→ Your task: Copy the passage of the thread on why electronics run on DC from "DC is easier" up to and including "they physically function.", swapping "wall sockets" for "wall outlets".

→ Extract provided:

==================================================

Anonymous 0 Comments

Motors and heating elements run fine with AC. Transistor based circuits tend to explode when their supply is AC. Processors designed so small that 2V already risks internally arcing across wiring really don’t like 230V. If your device is more complex than a motor with a switch, it starts making sense to have a DC power supply.

Anonymous 0 Comments

Most of those household appliances are also converting some AC to DC to run the internal electronics.

Anonymous 0 Comments

Electrical motor and heaters  can run on AC but complex electronics wilt logic circuits can’t. 

 Monolithic large appliances that just use DC will have the AC to DC converter built in. Som small like LED lamps often convert the power to AC internally.

You could have AC to DC conversion in a phone. The problem is that it significantly increase the size. It is simply more practical to have it externally when it is not needed all the time.

Anonymous 0 Comments

DC is easier to work with. Most “fine detail” electronics have an AC-to-DC transformer either inside them or in a separate power supply. As for convenience, there are USB wall sockets available for USB powered devices. PC power supplies aren’t sufficiently standardised to replace them that way.

Anonymous 0 Comments

Anything using transistors (so pretty much all electronics) and / or batteries will use DC, because both of those elements fundamentally work on DC. It’s part of how they physically function.

It’s possible to create a sort of imitation AC out of the DC supplied by batteries, but it’s rarely necessary. It’s kinda sorta done with brushless DC motors.

Other things, like electric motors, incandescent bulbs, heaters etc. run on AC because they can, that’s what’s in the wall. In case of electric motors, AC are actually simpler than DC motors. So are transformers. Other things could run just as well off of DC, but why bother.

Anonymous 0 Comments

Phone’s would run on dc for the battery anyway circuit board’s require small voltage and have internal battery to store things like time ect so it makes sense to run on dc

Anonymous 0 Comments

If you wanted to plug your phone into the wall “without a brick”, your phone would have to include the electronics that are inside the brick inside the phone itself. This means your phone would be 20% bigger, and that 20% biggerness would be with you all the time, even if you only need them for a couple of hours when you charge your battery.

==================================================

→ Supplied material:
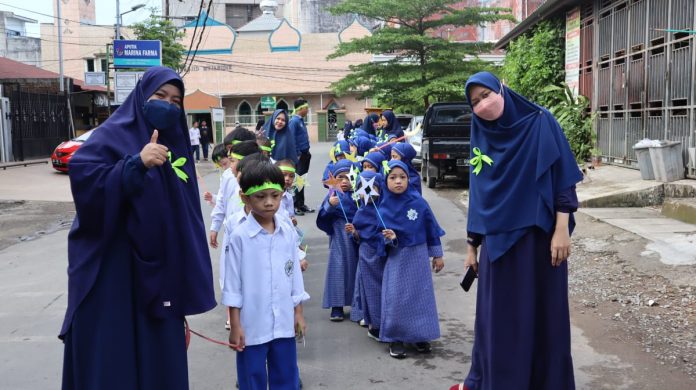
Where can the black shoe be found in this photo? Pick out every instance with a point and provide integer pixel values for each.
(423, 347)
(373, 334)
(396, 350)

==================================================

→ Solved problem:
DC is easier to work with. Most “fine detail” electronics have an AC-to-DC transformer either inside them or in a separate power supply. As for convenience, there are USB wall outlets available for USB powered devices. PC power supplies aren’t sufficiently standardised to replace them that way.

Anonymous 0 Comments

Anything using transistors (so pretty much all electronics) and / or batteries will use DC, because both of those elements fundamentally work on DC. It’s part of how they physically function.